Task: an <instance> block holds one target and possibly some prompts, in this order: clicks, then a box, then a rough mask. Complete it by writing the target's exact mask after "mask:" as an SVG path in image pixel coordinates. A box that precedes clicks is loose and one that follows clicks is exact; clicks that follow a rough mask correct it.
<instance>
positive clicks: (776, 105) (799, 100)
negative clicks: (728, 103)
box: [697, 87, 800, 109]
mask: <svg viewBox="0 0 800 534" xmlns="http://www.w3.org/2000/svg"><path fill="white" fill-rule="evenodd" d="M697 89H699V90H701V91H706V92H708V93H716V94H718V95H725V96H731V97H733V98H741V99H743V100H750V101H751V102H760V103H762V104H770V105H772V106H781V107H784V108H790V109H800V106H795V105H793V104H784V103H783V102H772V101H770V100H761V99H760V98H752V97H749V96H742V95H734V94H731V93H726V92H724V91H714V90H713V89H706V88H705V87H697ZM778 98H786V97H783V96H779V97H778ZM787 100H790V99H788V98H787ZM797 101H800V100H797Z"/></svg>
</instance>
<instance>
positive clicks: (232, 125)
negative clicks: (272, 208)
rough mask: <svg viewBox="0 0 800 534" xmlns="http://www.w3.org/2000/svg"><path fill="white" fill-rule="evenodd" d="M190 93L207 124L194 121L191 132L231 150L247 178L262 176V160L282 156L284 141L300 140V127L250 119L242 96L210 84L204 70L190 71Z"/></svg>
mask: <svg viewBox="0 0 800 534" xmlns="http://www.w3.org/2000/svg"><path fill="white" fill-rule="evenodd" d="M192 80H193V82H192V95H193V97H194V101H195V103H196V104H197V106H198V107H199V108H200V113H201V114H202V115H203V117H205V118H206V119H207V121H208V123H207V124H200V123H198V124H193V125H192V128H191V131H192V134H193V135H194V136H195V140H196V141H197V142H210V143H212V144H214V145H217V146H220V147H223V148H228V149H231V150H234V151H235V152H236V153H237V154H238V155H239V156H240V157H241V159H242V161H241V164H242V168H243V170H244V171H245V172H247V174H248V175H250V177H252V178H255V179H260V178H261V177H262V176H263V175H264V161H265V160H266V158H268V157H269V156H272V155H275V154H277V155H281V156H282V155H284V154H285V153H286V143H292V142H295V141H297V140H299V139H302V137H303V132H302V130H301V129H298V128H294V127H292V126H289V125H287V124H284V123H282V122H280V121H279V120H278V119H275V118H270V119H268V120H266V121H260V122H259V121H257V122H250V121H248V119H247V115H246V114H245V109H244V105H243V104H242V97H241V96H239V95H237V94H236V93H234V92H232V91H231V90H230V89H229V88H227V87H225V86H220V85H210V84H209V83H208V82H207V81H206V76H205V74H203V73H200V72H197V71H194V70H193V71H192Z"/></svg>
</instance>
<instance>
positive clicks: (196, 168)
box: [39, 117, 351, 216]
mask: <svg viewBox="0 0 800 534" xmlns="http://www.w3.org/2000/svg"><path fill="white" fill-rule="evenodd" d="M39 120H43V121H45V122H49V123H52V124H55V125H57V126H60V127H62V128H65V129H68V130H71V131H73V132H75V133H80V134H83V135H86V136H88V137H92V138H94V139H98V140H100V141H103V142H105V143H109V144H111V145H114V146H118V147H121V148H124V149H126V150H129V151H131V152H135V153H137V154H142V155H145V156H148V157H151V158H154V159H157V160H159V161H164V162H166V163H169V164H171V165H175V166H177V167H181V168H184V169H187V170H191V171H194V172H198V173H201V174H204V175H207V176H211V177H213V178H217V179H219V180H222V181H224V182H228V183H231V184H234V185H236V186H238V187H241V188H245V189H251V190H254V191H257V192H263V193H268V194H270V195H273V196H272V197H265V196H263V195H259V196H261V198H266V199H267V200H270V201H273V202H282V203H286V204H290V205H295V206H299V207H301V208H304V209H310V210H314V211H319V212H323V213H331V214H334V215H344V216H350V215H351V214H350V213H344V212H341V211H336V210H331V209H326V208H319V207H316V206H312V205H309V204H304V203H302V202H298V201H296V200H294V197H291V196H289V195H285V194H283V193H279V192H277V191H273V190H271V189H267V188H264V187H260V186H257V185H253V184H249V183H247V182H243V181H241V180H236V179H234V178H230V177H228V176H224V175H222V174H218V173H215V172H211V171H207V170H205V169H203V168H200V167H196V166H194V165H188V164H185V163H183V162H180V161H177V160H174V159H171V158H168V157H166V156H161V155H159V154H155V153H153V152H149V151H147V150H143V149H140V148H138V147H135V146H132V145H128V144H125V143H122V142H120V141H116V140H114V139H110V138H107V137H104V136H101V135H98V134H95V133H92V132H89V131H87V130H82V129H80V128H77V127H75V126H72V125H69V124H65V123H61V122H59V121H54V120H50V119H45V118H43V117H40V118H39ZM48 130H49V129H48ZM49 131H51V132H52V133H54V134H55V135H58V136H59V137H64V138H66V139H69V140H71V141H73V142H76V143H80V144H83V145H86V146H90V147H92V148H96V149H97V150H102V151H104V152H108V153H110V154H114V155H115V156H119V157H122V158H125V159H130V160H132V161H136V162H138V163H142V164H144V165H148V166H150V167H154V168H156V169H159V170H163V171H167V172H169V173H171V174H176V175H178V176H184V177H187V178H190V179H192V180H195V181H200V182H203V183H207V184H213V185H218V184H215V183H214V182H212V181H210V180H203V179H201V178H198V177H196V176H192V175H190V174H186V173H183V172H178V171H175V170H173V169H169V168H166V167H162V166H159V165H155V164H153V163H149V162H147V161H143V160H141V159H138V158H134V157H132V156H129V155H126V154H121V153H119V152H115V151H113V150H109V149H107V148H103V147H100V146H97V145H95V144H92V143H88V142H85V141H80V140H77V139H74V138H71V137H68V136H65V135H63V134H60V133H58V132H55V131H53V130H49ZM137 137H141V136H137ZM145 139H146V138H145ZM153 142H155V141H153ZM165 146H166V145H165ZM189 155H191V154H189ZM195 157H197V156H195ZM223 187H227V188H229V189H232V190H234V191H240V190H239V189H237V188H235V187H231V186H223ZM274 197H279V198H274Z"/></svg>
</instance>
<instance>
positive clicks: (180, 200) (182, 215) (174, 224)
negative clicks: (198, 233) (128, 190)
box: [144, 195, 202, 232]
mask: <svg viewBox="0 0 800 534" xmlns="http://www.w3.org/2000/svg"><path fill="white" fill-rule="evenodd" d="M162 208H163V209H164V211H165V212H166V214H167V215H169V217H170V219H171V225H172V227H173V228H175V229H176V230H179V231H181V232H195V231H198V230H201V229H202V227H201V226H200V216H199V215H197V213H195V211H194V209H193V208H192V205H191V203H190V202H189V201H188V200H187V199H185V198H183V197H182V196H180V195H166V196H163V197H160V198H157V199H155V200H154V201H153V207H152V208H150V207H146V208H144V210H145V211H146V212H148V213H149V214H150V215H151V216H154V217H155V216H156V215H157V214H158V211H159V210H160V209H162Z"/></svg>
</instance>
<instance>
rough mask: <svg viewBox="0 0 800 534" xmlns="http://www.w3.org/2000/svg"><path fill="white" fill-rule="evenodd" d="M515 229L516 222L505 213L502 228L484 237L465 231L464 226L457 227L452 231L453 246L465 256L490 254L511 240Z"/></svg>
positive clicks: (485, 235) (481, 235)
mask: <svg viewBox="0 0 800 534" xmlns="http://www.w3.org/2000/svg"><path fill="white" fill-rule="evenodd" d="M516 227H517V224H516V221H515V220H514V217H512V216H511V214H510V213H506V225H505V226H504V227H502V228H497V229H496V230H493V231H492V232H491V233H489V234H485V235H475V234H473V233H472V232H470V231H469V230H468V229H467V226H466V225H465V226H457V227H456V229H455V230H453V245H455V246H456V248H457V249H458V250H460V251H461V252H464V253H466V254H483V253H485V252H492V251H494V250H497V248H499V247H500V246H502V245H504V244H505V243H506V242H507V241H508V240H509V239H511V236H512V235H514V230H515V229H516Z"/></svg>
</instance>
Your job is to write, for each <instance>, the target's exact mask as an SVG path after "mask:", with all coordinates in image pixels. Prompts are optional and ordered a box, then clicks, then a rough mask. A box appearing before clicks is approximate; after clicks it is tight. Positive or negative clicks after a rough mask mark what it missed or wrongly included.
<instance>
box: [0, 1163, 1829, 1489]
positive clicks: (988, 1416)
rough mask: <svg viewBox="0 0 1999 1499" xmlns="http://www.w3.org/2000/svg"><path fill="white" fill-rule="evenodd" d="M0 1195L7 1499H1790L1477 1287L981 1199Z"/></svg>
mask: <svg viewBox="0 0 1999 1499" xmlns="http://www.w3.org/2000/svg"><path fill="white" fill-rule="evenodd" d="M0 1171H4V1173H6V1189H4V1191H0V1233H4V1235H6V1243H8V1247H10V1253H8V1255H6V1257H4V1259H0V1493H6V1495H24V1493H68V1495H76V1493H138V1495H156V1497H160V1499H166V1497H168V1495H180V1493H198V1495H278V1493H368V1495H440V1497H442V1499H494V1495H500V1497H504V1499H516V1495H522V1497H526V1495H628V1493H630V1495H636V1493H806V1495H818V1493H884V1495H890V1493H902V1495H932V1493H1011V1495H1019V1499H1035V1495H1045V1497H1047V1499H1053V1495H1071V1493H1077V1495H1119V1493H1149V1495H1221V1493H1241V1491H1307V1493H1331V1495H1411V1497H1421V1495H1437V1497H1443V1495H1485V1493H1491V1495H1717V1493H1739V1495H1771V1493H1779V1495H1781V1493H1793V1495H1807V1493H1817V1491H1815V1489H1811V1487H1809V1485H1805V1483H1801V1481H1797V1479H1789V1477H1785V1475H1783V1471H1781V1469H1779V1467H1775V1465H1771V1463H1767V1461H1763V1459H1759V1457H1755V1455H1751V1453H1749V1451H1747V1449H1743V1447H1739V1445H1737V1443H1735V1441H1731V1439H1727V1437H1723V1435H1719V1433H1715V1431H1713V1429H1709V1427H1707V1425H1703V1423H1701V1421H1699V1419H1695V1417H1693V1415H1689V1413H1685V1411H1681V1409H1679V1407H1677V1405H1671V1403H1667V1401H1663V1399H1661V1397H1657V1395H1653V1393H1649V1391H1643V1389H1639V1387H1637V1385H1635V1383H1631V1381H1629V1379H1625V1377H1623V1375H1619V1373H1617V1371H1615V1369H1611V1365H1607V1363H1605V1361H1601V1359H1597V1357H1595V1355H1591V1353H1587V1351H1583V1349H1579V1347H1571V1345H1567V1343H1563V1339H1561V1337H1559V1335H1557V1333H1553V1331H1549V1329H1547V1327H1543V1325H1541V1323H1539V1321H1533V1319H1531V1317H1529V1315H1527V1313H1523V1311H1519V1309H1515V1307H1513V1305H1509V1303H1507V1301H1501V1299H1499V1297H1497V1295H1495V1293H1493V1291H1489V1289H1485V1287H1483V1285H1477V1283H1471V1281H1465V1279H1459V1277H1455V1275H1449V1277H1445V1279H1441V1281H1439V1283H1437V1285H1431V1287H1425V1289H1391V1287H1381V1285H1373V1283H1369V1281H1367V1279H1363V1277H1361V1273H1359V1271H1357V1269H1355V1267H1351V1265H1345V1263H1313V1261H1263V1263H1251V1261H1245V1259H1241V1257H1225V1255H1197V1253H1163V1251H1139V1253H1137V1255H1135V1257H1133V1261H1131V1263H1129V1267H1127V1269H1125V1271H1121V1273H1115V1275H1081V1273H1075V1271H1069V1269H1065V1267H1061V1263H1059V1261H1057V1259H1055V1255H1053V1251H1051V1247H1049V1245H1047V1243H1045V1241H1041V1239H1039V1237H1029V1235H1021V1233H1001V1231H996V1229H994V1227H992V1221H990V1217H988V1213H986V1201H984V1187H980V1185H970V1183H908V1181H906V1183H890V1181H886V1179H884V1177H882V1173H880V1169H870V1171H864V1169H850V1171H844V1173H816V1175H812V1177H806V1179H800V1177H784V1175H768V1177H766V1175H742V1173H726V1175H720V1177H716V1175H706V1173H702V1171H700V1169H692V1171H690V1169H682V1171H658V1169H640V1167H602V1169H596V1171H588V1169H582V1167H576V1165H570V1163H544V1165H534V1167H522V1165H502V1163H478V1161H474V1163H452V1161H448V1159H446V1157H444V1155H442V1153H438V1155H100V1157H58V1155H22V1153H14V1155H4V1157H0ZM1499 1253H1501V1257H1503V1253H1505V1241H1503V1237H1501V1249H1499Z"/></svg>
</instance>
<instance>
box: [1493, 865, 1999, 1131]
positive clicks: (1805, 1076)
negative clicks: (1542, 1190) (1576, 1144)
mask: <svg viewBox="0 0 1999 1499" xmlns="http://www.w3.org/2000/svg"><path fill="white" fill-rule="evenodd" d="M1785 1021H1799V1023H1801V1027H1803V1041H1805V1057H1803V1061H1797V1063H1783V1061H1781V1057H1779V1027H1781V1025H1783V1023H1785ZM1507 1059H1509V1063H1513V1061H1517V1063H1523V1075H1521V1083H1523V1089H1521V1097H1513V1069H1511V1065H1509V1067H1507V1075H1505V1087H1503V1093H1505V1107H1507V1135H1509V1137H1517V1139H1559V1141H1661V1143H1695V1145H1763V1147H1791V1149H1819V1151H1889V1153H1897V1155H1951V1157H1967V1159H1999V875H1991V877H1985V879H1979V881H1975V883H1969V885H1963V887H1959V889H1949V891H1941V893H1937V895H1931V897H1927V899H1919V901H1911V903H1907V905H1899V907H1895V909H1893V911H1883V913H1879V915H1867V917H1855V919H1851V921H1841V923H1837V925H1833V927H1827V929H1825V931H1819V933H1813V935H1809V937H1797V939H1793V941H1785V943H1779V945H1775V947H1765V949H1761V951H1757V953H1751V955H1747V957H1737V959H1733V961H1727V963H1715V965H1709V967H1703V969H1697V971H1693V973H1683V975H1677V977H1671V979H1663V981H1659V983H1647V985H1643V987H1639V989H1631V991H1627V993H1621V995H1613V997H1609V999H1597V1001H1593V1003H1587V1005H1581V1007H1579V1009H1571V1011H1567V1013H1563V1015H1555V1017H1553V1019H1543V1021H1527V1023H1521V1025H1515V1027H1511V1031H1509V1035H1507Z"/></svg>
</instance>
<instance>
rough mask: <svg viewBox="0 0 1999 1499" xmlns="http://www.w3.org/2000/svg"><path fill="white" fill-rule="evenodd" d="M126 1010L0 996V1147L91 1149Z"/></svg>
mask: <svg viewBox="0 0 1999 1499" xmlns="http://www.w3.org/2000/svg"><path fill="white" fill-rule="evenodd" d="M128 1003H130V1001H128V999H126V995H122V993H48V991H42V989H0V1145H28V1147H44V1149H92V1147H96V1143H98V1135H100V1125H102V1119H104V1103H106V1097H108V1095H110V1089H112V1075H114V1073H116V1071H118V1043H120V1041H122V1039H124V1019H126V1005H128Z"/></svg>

_____

:: What is required ::
Would you give the number of lines of the data that include the string "exact"? Nothing else is wanted.

:: Response to the task ::
2